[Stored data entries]
-- Opening Marker --

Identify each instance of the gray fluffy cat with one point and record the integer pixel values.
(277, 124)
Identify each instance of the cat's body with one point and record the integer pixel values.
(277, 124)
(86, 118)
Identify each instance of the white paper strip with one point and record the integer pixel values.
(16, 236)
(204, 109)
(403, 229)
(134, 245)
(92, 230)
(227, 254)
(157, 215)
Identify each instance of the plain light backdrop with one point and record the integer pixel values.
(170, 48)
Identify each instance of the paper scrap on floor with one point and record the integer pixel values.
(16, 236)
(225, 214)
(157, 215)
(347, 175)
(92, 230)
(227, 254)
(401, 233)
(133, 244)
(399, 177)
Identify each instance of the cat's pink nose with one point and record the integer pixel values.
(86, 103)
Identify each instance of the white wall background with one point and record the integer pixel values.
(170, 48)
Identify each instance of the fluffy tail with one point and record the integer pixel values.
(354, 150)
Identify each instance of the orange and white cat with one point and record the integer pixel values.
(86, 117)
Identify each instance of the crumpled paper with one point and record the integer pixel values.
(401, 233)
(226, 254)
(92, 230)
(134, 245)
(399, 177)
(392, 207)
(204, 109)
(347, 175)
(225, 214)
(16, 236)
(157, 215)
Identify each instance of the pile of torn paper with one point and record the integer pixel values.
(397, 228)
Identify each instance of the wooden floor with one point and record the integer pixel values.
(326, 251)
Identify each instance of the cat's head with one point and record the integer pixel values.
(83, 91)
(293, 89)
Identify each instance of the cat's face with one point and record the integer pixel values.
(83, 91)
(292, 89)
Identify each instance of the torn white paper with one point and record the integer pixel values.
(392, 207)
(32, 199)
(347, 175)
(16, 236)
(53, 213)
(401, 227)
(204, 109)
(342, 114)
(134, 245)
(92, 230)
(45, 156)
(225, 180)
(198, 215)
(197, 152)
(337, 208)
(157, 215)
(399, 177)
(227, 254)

-- Closing Marker --

Every record must be given again exactly as it was written.

Identify each instance of the gray fluffy cat with one point and record the integer pixel values.
(277, 124)
Identify each instance of the cat's body with one point and record the integer pixel values.
(277, 124)
(86, 118)
Identify each instance of the white paper strip with one point and record the integer pixel values.
(16, 236)
(204, 109)
(403, 229)
(134, 245)
(92, 230)
(227, 254)
(157, 215)
Identify each instance of the plain light backdrop with one point and record the integer pixel values.
(170, 48)
Identify each instance of the paper scrap on floor with one point and record the integer pixel values.
(16, 236)
(225, 214)
(157, 215)
(347, 175)
(92, 230)
(227, 254)
(401, 233)
(133, 244)
(399, 177)
Identify each instance of the cat's pink nose with one point and record the integer pixel values.
(86, 103)
Identify each instance of the white wall background with one point and record the integer pixel values.
(170, 48)
Identify each instance of the fluffy tail with one point and record the integer pixel values.
(354, 150)
Identify each instance of the orange and white cat with one point and record the integer pixel values.
(86, 117)
Identify each instance of the crumpled paper with one point and record the integer pixel values.
(401, 233)
(226, 254)
(92, 230)
(134, 245)
(399, 177)
(392, 207)
(204, 109)
(347, 175)
(225, 214)
(16, 236)
(157, 215)
Identify each instance of the pile of torn paper with one point and record the integer pixel values.
(397, 228)
Identify each instance of the wooden floor with one point and record the integer pixel values.
(326, 251)
Identify each instance of the cat's head with one point and record the integer pixel values.
(83, 91)
(293, 89)
Identify each instance of the cat's face with one point and record the integer pixel values.
(83, 91)
(292, 89)
Identify each instance of the torn white paper with one point and record the integer pixel values.
(392, 207)
(32, 199)
(347, 175)
(16, 236)
(53, 213)
(401, 227)
(204, 109)
(342, 114)
(134, 245)
(92, 230)
(45, 156)
(225, 180)
(198, 215)
(197, 152)
(337, 208)
(157, 215)
(399, 177)
(227, 254)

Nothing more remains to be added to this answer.